-- BEGIN Dataset rows --

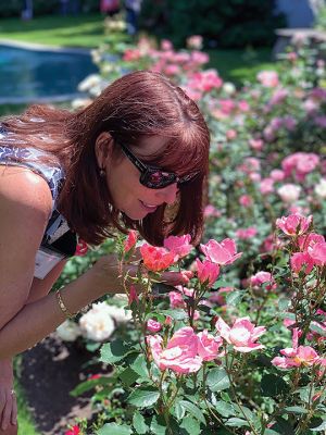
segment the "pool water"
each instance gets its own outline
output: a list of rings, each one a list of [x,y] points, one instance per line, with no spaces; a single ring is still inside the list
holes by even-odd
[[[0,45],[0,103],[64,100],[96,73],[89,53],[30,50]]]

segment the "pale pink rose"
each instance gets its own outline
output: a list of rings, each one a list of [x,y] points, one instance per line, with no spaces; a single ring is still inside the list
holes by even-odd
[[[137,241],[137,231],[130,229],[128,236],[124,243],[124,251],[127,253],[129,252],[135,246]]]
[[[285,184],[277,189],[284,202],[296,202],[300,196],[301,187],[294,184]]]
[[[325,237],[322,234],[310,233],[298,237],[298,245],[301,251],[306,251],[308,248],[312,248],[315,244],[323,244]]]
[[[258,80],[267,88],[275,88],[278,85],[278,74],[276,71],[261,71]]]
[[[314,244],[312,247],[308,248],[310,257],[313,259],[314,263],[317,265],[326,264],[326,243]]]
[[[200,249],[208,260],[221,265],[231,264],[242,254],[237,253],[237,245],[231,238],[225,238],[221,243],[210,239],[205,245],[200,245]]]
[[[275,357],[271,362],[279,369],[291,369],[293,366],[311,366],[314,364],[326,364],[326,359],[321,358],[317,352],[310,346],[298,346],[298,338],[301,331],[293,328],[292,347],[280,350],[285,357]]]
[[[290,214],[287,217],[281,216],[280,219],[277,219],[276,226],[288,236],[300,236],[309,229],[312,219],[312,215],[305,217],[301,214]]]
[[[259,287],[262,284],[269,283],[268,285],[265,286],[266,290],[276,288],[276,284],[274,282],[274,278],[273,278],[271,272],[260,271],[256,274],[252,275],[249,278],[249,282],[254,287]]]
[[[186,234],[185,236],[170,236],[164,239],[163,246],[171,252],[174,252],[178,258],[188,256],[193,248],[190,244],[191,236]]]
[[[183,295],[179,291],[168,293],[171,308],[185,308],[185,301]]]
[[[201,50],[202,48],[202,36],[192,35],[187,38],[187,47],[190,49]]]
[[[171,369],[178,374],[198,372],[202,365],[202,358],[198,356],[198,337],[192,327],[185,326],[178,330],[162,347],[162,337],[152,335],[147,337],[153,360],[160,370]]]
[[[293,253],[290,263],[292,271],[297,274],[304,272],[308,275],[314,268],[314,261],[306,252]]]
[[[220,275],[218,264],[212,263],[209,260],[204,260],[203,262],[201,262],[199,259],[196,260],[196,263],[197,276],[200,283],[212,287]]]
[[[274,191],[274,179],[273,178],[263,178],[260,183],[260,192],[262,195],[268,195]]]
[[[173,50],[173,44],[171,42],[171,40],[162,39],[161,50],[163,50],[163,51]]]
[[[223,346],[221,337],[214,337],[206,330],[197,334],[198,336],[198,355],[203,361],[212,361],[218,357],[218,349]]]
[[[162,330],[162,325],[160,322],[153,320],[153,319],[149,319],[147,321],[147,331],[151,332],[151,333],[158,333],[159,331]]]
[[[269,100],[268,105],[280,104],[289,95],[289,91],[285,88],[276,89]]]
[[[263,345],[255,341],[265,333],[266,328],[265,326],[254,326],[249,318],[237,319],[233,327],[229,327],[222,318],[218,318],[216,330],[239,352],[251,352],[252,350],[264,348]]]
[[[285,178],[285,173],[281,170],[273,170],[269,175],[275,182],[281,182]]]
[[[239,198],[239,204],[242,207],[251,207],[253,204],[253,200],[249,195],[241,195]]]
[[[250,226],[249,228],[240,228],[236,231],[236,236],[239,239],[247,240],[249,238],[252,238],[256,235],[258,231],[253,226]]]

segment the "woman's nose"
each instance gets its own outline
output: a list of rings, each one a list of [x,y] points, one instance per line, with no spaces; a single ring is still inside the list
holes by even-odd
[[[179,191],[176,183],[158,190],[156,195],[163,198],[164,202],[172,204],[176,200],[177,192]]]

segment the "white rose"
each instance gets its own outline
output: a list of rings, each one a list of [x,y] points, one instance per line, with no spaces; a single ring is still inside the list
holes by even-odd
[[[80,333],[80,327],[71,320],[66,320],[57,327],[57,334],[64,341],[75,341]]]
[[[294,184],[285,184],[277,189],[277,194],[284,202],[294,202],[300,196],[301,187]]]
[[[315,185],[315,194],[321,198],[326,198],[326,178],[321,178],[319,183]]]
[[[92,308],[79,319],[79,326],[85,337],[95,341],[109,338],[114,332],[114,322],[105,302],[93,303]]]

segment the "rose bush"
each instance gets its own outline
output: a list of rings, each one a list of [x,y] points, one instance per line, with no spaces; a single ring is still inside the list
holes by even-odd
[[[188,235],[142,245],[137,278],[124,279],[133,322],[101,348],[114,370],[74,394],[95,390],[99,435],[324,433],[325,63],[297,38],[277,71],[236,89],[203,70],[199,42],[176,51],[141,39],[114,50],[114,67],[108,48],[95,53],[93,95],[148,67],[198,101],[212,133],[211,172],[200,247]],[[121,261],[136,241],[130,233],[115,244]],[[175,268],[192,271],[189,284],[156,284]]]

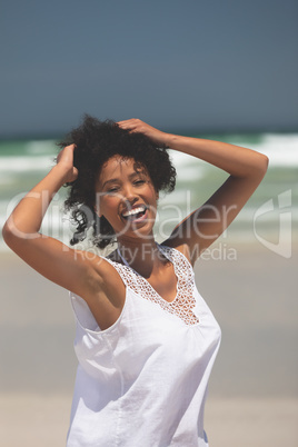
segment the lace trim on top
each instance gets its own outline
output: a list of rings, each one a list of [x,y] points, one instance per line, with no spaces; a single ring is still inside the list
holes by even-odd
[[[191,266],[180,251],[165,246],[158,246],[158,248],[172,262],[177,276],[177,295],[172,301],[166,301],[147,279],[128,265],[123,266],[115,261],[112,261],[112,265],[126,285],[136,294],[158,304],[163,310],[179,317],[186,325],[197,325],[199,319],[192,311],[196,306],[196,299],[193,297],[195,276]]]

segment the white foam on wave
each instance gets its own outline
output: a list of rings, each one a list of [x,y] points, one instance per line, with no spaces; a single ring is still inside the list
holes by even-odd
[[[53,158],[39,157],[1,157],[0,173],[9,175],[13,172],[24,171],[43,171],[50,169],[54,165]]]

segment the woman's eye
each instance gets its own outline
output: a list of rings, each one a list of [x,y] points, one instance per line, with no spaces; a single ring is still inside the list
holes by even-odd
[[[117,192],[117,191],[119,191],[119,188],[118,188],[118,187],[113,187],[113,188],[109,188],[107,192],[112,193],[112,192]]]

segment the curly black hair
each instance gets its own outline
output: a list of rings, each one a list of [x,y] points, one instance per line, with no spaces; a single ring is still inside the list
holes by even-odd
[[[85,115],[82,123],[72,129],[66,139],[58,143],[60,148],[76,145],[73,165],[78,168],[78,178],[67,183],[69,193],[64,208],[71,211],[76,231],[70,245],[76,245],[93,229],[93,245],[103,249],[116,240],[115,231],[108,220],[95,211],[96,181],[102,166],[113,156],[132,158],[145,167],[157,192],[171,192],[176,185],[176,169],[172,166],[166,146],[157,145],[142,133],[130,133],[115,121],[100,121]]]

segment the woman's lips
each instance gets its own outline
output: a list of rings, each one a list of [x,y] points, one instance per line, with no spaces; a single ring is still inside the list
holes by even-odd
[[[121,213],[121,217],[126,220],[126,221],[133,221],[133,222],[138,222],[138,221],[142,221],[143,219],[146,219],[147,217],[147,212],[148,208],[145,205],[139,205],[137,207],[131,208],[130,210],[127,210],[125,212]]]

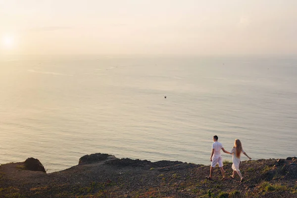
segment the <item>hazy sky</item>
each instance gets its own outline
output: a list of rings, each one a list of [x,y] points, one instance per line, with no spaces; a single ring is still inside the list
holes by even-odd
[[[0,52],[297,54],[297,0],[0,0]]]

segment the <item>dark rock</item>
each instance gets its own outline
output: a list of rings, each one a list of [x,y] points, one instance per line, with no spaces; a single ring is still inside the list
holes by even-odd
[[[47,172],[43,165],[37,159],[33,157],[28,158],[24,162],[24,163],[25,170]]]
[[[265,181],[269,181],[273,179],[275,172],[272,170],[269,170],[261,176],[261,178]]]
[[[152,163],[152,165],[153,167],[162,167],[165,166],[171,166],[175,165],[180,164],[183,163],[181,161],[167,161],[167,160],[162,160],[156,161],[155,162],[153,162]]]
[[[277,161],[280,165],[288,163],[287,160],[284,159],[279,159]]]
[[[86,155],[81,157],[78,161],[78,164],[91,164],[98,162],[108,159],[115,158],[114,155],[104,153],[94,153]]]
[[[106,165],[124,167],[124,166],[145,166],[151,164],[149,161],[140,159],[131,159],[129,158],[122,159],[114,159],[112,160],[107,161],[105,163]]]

-- END Dataset rows --
-- BEGIN Dataset rows --

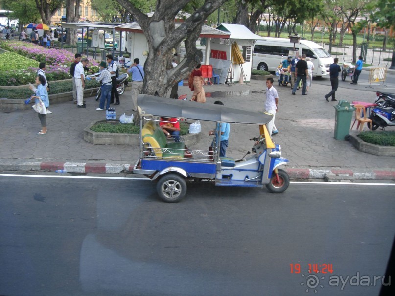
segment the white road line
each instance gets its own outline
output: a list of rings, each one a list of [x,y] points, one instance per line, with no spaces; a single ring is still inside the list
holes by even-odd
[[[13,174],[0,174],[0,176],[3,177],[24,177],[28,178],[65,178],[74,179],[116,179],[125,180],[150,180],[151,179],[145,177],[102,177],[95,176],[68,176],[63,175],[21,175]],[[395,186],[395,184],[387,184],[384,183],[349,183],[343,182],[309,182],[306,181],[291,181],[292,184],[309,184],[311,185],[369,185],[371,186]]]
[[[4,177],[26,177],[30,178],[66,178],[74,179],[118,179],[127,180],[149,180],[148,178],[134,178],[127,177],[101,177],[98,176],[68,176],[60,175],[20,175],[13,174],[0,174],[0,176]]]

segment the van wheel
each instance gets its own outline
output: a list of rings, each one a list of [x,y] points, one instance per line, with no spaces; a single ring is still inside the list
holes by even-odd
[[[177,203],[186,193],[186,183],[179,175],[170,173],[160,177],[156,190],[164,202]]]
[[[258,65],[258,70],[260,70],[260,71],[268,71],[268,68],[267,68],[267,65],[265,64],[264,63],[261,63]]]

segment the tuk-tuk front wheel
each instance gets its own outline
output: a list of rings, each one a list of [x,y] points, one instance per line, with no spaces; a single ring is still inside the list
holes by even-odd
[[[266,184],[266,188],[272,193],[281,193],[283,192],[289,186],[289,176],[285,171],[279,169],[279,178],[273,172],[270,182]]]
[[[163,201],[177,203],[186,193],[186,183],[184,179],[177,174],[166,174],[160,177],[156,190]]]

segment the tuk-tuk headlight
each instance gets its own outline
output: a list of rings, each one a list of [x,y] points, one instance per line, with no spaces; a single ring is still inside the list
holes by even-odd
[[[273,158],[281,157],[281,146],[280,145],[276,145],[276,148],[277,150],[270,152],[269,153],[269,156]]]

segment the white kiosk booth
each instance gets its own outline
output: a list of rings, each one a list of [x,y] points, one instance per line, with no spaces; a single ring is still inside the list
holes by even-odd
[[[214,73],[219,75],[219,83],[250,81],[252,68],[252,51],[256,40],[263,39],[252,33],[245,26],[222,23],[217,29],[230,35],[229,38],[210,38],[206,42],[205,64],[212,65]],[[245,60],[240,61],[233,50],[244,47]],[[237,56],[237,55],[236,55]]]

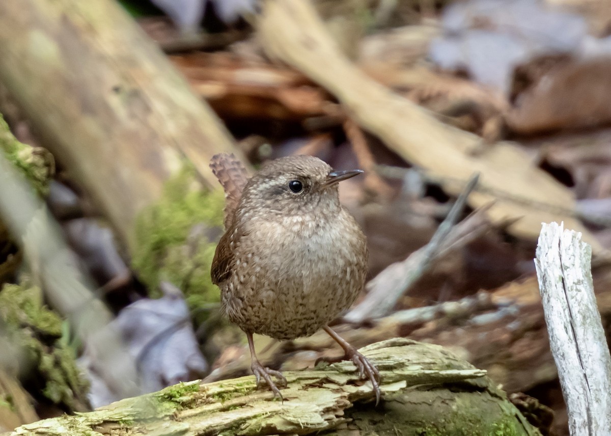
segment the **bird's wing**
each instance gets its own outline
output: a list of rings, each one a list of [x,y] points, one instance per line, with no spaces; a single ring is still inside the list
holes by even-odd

-- END Dataset rows --
-- BEGIN Dataset rows --

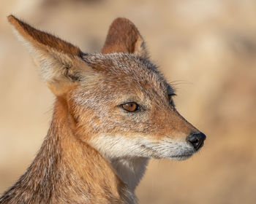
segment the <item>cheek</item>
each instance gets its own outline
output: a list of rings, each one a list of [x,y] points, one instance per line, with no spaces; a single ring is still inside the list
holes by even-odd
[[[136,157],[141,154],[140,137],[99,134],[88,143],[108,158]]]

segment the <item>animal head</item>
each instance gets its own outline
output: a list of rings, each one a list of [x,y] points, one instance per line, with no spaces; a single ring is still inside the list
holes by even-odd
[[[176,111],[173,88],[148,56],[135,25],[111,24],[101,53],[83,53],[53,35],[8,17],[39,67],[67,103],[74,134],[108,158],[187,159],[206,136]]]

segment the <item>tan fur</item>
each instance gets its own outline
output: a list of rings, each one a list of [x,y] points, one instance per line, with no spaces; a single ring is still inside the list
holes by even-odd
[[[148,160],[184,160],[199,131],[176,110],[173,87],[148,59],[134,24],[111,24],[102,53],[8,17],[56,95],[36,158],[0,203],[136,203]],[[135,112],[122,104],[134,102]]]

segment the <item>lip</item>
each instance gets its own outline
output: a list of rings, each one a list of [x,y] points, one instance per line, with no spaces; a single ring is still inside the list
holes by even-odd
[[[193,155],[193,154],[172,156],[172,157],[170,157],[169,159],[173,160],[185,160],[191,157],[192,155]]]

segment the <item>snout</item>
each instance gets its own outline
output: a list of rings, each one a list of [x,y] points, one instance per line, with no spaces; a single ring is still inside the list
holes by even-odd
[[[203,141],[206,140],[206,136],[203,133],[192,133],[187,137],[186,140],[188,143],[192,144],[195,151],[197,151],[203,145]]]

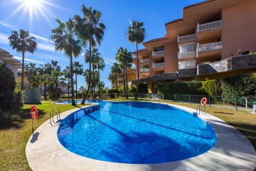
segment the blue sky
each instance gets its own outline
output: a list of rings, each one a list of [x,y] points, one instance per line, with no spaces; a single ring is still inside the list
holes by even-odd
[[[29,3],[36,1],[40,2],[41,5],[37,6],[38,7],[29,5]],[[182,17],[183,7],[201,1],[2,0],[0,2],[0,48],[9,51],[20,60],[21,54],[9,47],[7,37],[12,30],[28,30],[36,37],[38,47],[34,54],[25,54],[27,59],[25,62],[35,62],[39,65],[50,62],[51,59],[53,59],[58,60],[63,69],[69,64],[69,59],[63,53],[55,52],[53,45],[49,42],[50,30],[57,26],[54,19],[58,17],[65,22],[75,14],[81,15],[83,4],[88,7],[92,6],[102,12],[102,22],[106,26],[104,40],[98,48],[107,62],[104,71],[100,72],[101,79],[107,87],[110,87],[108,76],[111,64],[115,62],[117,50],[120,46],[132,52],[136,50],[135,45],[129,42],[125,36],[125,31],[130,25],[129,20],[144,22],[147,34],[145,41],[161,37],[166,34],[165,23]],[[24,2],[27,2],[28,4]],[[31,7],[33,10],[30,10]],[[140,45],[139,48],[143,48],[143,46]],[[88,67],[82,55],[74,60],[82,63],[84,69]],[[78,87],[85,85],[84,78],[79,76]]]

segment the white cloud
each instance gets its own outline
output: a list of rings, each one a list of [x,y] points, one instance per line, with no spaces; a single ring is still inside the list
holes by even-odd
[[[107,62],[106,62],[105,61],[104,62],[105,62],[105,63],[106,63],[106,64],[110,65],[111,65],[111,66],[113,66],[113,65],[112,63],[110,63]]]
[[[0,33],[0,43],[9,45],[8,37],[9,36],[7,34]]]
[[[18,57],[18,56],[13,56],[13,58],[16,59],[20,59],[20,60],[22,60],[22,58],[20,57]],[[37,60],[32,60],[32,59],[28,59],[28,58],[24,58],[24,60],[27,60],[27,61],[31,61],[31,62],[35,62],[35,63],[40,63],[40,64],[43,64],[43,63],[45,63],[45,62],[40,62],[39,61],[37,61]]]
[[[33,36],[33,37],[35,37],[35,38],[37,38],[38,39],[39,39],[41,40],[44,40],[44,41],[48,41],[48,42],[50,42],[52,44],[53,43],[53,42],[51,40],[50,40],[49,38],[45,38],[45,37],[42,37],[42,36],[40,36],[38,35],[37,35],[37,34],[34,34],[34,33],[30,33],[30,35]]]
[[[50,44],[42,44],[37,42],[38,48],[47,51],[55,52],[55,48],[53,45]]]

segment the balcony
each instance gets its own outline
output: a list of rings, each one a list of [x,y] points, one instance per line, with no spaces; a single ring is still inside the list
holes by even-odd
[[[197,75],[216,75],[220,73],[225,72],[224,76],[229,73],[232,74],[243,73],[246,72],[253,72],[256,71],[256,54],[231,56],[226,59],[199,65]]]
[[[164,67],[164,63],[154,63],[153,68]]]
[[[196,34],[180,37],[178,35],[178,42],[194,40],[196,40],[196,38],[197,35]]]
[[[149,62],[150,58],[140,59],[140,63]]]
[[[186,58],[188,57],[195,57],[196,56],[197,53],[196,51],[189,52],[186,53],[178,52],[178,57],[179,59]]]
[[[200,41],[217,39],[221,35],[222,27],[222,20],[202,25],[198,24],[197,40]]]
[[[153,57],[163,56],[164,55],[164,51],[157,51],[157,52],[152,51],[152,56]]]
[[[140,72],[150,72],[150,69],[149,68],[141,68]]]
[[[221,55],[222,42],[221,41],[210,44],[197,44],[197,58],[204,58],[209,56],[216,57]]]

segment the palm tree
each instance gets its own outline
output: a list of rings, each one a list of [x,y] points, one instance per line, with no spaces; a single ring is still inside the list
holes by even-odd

-- END Dataset rows --

What needs to be done:
Collect every line of the material above that contains the word "white", treating uppercase and lowercase as different.

The reply:
segment the "white rose"
segment the white foam on wave
segment the white road line
segment the white kiosk booth
segment the white cloud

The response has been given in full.